(Exercise requirements) Within the entries below, count the lines that hold the string "blurred" and give only that number.

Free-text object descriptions
────────

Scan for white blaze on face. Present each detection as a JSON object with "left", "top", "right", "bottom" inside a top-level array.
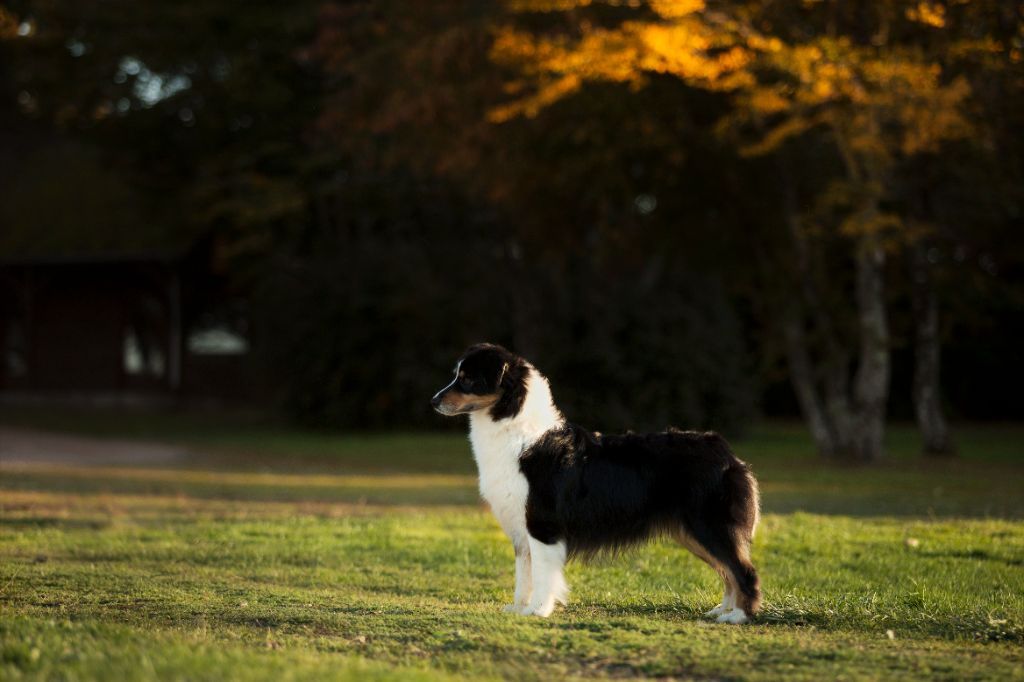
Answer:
[{"left": 431, "top": 359, "right": 463, "bottom": 413}]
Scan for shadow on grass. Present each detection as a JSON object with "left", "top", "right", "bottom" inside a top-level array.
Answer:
[
  {"left": 581, "top": 601, "right": 835, "bottom": 629},
  {"left": 756, "top": 607, "right": 1022, "bottom": 644},
  {"left": 917, "top": 548, "right": 1023, "bottom": 567},
  {"left": 221, "top": 604, "right": 422, "bottom": 629},
  {"left": 759, "top": 605, "right": 1020, "bottom": 641},
  {"left": 590, "top": 601, "right": 1023, "bottom": 643},
  {"left": 0, "top": 517, "right": 110, "bottom": 530},
  {"left": 763, "top": 491, "right": 1024, "bottom": 519}
]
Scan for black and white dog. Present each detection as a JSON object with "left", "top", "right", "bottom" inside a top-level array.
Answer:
[{"left": 431, "top": 343, "right": 762, "bottom": 623}]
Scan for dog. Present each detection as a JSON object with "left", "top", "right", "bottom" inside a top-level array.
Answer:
[{"left": 431, "top": 343, "right": 762, "bottom": 623}]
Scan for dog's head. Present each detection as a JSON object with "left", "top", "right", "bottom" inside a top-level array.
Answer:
[{"left": 431, "top": 343, "right": 526, "bottom": 418}]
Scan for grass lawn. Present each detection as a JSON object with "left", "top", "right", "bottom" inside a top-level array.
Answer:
[{"left": 1, "top": 410, "right": 1023, "bottom": 680}]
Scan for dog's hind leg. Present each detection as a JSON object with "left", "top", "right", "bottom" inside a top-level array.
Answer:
[
  {"left": 715, "top": 557, "right": 759, "bottom": 624},
  {"left": 685, "top": 520, "right": 761, "bottom": 624},
  {"left": 523, "top": 537, "right": 567, "bottom": 617},
  {"left": 705, "top": 578, "right": 736, "bottom": 618},
  {"left": 674, "top": 528, "right": 734, "bottom": 617},
  {"left": 705, "top": 461, "right": 762, "bottom": 623}
]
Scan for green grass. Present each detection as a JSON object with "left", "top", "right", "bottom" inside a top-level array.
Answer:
[{"left": 2, "top": 410, "right": 1023, "bottom": 680}]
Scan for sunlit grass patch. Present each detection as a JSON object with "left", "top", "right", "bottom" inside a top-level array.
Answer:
[
  {"left": 1, "top": 421, "right": 1023, "bottom": 680},
  {"left": 1, "top": 616, "right": 461, "bottom": 682},
  {"left": 3, "top": 491, "right": 1023, "bottom": 680},
  {"left": 0, "top": 464, "right": 480, "bottom": 506}
]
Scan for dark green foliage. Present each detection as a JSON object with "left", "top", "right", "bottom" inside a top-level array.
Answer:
[
  {"left": 533, "top": 267, "right": 756, "bottom": 433},
  {"left": 253, "top": 173, "right": 755, "bottom": 431},
  {"left": 2, "top": 0, "right": 1022, "bottom": 432},
  {"left": 254, "top": 176, "right": 511, "bottom": 429}
]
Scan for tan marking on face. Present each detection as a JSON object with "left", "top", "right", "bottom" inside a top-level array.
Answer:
[{"left": 438, "top": 389, "right": 499, "bottom": 415}]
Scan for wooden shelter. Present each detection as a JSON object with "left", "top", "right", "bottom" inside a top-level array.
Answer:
[{"left": 0, "top": 246, "right": 259, "bottom": 405}]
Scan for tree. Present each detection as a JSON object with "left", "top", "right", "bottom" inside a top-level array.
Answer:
[
  {"left": 0, "top": 0, "right": 322, "bottom": 262},
  {"left": 301, "top": 0, "right": 759, "bottom": 431},
  {"left": 729, "top": 14, "right": 976, "bottom": 461},
  {"left": 486, "top": 0, "right": 1012, "bottom": 460},
  {"left": 4, "top": 0, "right": 1018, "bottom": 434}
]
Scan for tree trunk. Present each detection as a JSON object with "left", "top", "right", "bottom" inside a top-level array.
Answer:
[
  {"left": 910, "top": 242, "right": 953, "bottom": 455},
  {"left": 851, "top": 232, "right": 890, "bottom": 461},
  {"left": 822, "top": 350, "right": 856, "bottom": 455},
  {"left": 782, "top": 307, "right": 837, "bottom": 456},
  {"left": 779, "top": 162, "right": 841, "bottom": 458},
  {"left": 777, "top": 148, "right": 894, "bottom": 462}
]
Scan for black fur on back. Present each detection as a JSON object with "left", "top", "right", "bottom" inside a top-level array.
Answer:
[{"left": 519, "top": 424, "right": 759, "bottom": 562}]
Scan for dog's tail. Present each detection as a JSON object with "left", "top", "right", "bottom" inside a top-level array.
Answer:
[
  {"left": 723, "top": 459, "right": 762, "bottom": 614},
  {"left": 725, "top": 459, "right": 760, "bottom": 541}
]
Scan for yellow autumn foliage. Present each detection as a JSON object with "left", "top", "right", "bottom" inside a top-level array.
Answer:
[
  {"left": 506, "top": 0, "right": 596, "bottom": 11},
  {"left": 0, "top": 5, "right": 21, "bottom": 39},
  {"left": 491, "top": 0, "right": 976, "bottom": 187},
  {"left": 839, "top": 210, "right": 904, "bottom": 238},
  {"left": 747, "top": 87, "right": 790, "bottom": 115},
  {"left": 649, "top": 0, "right": 705, "bottom": 19},
  {"left": 906, "top": 2, "right": 947, "bottom": 28}
]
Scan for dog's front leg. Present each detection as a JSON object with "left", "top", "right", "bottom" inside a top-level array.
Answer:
[
  {"left": 523, "top": 537, "right": 567, "bottom": 617},
  {"left": 503, "top": 538, "right": 532, "bottom": 614}
]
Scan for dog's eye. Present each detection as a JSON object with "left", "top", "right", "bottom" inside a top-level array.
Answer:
[{"left": 459, "top": 377, "right": 473, "bottom": 391}]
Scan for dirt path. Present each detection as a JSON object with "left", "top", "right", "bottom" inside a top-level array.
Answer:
[{"left": 0, "top": 427, "right": 190, "bottom": 466}]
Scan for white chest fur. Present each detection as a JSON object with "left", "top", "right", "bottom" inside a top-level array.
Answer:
[{"left": 468, "top": 369, "right": 562, "bottom": 546}]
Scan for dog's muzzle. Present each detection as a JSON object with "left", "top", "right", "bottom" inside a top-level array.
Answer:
[{"left": 431, "top": 389, "right": 454, "bottom": 415}]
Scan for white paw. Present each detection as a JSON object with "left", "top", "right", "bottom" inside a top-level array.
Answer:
[
  {"left": 522, "top": 602, "right": 555, "bottom": 617},
  {"left": 705, "top": 603, "right": 727, "bottom": 617},
  {"left": 554, "top": 585, "right": 569, "bottom": 606},
  {"left": 716, "top": 609, "right": 749, "bottom": 624}
]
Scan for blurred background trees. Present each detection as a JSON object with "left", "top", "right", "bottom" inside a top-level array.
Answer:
[{"left": 1, "top": 1, "right": 1022, "bottom": 457}]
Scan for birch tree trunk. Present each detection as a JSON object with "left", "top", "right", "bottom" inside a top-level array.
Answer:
[
  {"left": 910, "top": 242, "right": 953, "bottom": 455},
  {"left": 778, "top": 147, "right": 892, "bottom": 461},
  {"left": 782, "top": 308, "right": 837, "bottom": 456},
  {"left": 851, "top": 231, "right": 890, "bottom": 461},
  {"left": 822, "top": 347, "right": 856, "bottom": 455},
  {"left": 779, "top": 160, "right": 841, "bottom": 458}
]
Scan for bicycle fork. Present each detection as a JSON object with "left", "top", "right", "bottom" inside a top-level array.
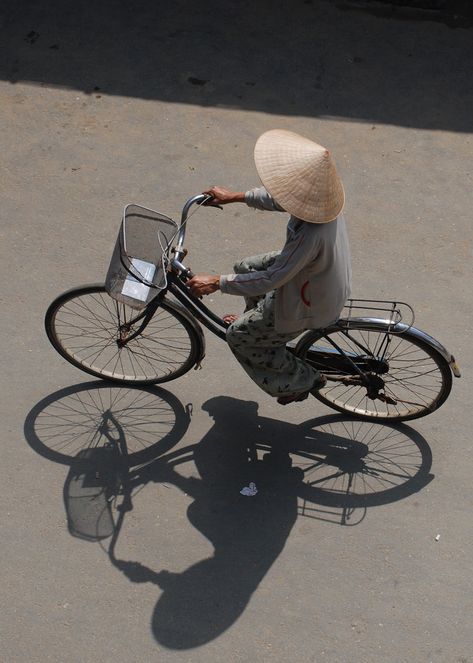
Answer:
[{"left": 115, "top": 296, "right": 163, "bottom": 347}]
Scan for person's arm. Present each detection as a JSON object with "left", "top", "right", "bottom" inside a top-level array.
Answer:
[
  {"left": 203, "top": 185, "right": 285, "bottom": 211},
  {"left": 187, "top": 273, "right": 220, "bottom": 297},
  {"left": 202, "top": 186, "right": 246, "bottom": 206},
  {"left": 244, "top": 187, "right": 285, "bottom": 212},
  {"left": 188, "top": 226, "right": 320, "bottom": 299},
  {"left": 219, "top": 225, "right": 320, "bottom": 297}
]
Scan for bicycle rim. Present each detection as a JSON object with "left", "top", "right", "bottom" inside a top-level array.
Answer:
[
  {"left": 45, "top": 284, "right": 201, "bottom": 384},
  {"left": 296, "top": 324, "right": 452, "bottom": 421}
]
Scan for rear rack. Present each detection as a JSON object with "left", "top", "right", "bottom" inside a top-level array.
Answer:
[{"left": 342, "top": 299, "right": 415, "bottom": 332}]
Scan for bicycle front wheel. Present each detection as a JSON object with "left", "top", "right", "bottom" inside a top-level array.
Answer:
[
  {"left": 294, "top": 322, "right": 452, "bottom": 422},
  {"left": 45, "top": 284, "right": 202, "bottom": 385}
]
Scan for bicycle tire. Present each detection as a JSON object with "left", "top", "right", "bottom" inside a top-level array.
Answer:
[
  {"left": 294, "top": 321, "right": 452, "bottom": 422},
  {"left": 45, "top": 284, "right": 202, "bottom": 385}
]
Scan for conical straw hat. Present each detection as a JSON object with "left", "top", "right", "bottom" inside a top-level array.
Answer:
[{"left": 254, "top": 130, "right": 345, "bottom": 223}]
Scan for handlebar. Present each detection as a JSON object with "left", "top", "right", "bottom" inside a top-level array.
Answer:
[{"left": 171, "top": 193, "right": 214, "bottom": 274}]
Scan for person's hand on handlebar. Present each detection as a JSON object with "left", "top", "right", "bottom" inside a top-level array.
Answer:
[
  {"left": 187, "top": 274, "right": 220, "bottom": 297},
  {"left": 203, "top": 186, "right": 246, "bottom": 207}
]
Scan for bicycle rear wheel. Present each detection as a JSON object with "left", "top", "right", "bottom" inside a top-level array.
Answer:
[
  {"left": 45, "top": 284, "right": 202, "bottom": 385},
  {"left": 294, "top": 322, "right": 452, "bottom": 422}
]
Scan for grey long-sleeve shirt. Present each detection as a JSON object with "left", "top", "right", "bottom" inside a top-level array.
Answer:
[{"left": 219, "top": 187, "right": 352, "bottom": 333}]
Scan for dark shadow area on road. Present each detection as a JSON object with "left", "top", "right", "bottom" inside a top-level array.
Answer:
[
  {"left": 2, "top": 0, "right": 472, "bottom": 131},
  {"left": 339, "top": 0, "right": 473, "bottom": 28},
  {"left": 25, "top": 384, "right": 434, "bottom": 649}
]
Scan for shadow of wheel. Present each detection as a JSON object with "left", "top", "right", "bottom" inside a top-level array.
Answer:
[
  {"left": 265, "top": 414, "right": 433, "bottom": 513},
  {"left": 24, "top": 380, "right": 190, "bottom": 467}
]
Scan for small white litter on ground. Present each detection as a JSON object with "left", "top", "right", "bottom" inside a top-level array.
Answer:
[{"left": 240, "top": 482, "right": 258, "bottom": 497}]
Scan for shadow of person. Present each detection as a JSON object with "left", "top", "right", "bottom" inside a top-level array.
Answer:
[
  {"left": 150, "top": 396, "right": 303, "bottom": 649},
  {"left": 137, "top": 396, "right": 432, "bottom": 649}
]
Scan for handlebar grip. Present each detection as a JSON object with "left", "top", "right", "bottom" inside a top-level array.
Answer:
[{"left": 202, "top": 193, "right": 223, "bottom": 210}]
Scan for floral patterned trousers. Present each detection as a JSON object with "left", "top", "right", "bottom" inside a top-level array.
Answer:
[{"left": 226, "top": 252, "right": 319, "bottom": 398}]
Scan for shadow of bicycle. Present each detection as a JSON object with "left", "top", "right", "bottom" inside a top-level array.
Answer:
[
  {"left": 24, "top": 381, "right": 191, "bottom": 539},
  {"left": 24, "top": 384, "right": 434, "bottom": 648}
]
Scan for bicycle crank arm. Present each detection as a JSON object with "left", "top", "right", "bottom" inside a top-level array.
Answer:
[
  {"left": 375, "top": 392, "right": 398, "bottom": 405},
  {"left": 325, "top": 375, "right": 361, "bottom": 385}
]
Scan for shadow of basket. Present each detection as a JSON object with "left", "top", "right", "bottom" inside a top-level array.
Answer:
[{"left": 25, "top": 380, "right": 191, "bottom": 541}]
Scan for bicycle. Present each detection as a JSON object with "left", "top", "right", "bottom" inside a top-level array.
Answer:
[{"left": 45, "top": 194, "right": 461, "bottom": 422}]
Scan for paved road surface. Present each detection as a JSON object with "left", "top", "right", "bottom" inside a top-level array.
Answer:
[{"left": 1, "top": 1, "right": 472, "bottom": 661}]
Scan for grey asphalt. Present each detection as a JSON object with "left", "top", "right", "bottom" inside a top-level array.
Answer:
[{"left": 1, "top": 1, "right": 472, "bottom": 661}]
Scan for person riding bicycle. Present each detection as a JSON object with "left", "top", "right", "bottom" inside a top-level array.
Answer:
[{"left": 187, "top": 129, "right": 351, "bottom": 405}]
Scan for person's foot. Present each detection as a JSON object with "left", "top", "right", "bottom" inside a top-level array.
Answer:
[
  {"left": 276, "top": 374, "right": 327, "bottom": 405},
  {"left": 310, "top": 373, "right": 327, "bottom": 392},
  {"left": 223, "top": 313, "right": 239, "bottom": 324},
  {"left": 277, "top": 391, "right": 310, "bottom": 405}
]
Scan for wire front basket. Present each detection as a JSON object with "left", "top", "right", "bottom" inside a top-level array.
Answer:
[
  {"left": 341, "top": 299, "right": 415, "bottom": 333},
  {"left": 106, "top": 204, "right": 178, "bottom": 309}
]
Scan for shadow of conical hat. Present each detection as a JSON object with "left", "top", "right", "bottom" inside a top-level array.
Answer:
[{"left": 254, "top": 130, "right": 345, "bottom": 224}]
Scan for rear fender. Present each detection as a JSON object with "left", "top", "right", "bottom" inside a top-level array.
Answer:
[{"left": 292, "top": 318, "right": 461, "bottom": 378}]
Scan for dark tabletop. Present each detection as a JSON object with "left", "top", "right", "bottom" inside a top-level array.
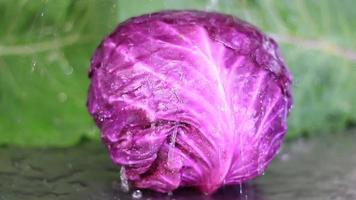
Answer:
[{"left": 1, "top": 130, "right": 356, "bottom": 200}]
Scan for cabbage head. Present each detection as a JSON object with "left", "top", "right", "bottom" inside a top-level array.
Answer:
[{"left": 87, "top": 10, "right": 292, "bottom": 194}]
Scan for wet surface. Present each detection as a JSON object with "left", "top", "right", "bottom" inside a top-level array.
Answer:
[{"left": 1, "top": 130, "right": 356, "bottom": 200}]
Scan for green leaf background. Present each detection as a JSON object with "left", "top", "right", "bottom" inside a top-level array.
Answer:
[{"left": 0, "top": 0, "right": 355, "bottom": 146}]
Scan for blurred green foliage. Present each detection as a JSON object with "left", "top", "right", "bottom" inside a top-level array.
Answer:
[{"left": 0, "top": 0, "right": 355, "bottom": 146}]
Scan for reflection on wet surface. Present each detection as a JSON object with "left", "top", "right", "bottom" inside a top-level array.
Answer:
[{"left": 1, "top": 130, "right": 356, "bottom": 200}]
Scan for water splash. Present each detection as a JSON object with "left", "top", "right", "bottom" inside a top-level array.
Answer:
[
  {"left": 239, "top": 183, "right": 243, "bottom": 195},
  {"left": 31, "top": 60, "right": 37, "bottom": 72},
  {"left": 58, "top": 92, "right": 67, "bottom": 103},
  {"left": 63, "top": 65, "right": 73, "bottom": 76},
  {"left": 132, "top": 190, "right": 142, "bottom": 199},
  {"left": 120, "top": 167, "right": 130, "bottom": 192},
  {"left": 206, "top": 0, "right": 219, "bottom": 10}
]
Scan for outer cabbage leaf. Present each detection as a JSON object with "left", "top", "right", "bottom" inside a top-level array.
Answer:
[{"left": 87, "top": 10, "right": 292, "bottom": 194}]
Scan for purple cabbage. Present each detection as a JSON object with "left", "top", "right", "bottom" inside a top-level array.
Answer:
[{"left": 87, "top": 10, "right": 292, "bottom": 194}]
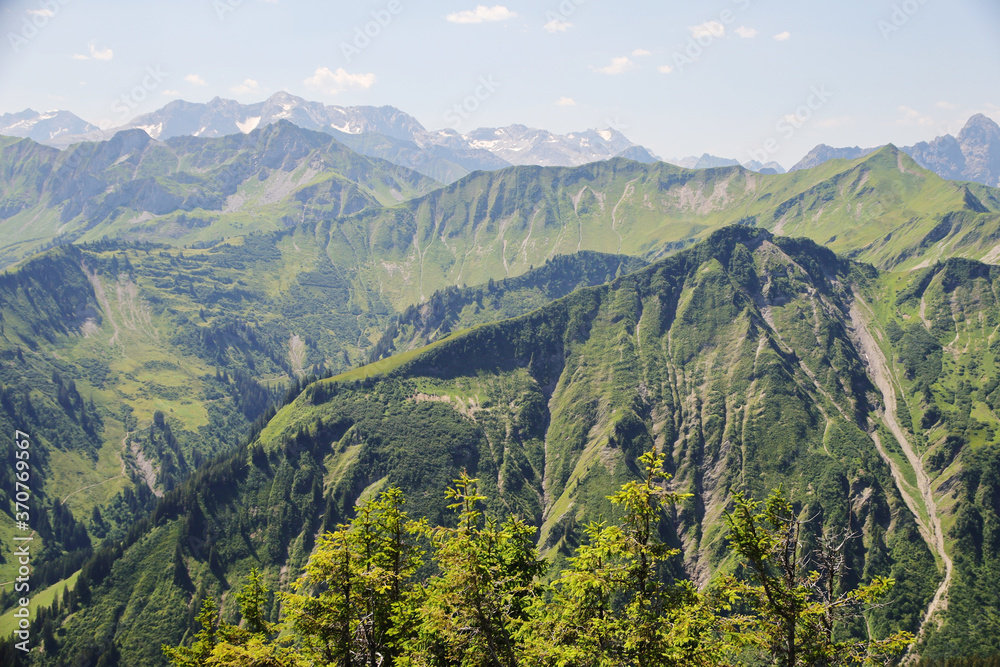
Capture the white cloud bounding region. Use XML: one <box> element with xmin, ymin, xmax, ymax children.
<box><xmin>936</xmin><ymin>101</ymin><xmax>957</xmax><ymax>110</ymax></box>
<box><xmin>632</xmin><ymin>48</ymin><xmax>652</xmax><ymax>57</ymax></box>
<box><xmin>185</xmin><ymin>74</ymin><xmax>208</xmax><ymax>86</ymax></box>
<box><xmin>304</xmin><ymin>67</ymin><xmax>377</xmax><ymax>95</ymax></box>
<box><xmin>88</xmin><ymin>41</ymin><xmax>113</xmax><ymax>61</ymax></box>
<box><xmin>688</xmin><ymin>21</ymin><xmax>725</xmax><ymax>39</ymax></box>
<box><xmin>816</xmin><ymin>116</ymin><xmax>852</xmax><ymax>129</ymax></box>
<box><xmin>161</xmin><ymin>89</ymin><xmax>181</xmax><ymax>96</ymax></box>
<box><xmin>658</xmin><ymin>65</ymin><xmax>674</xmax><ymax>74</ymax></box>
<box><xmin>556</xmin><ymin>97</ymin><xmax>577</xmax><ymax>106</ymax></box>
<box><xmin>898</xmin><ymin>106</ymin><xmax>934</xmax><ymax>126</ymax></box>
<box><xmin>446</xmin><ymin>5</ymin><xmax>516</xmax><ymax>24</ymax></box>
<box><xmin>594</xmin><ymin>56</ymin><xmax>637</xmax><ymax>75</ymax></box>
<box><xmin>231</xmin><ymin>79</ymin><xmax>262</xmax><ymax>95</ymax></box>
<box><xmin>71</xmin><ymin>53</ymin><xmax>89</xmax><ymax>61</ymax></box>
<box><xmin>543</xmin><ymin>18</ymin><xmax>572</xmax><ymax>33</ymax></box>
<box><xmin>773</xmin><ymin>31</ymin><xmax>791</xmax><ymax>41</ymax></box>
<box><xmin>735</xmin><ymin>26</ymin><xmax>758</xmax><ymax>38</ymax></box>
<box><xmin>27</xmin><ymin>8</ymin><xmax>55</xmax><ymax>17</ymax></box>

────────

(Your solution) 2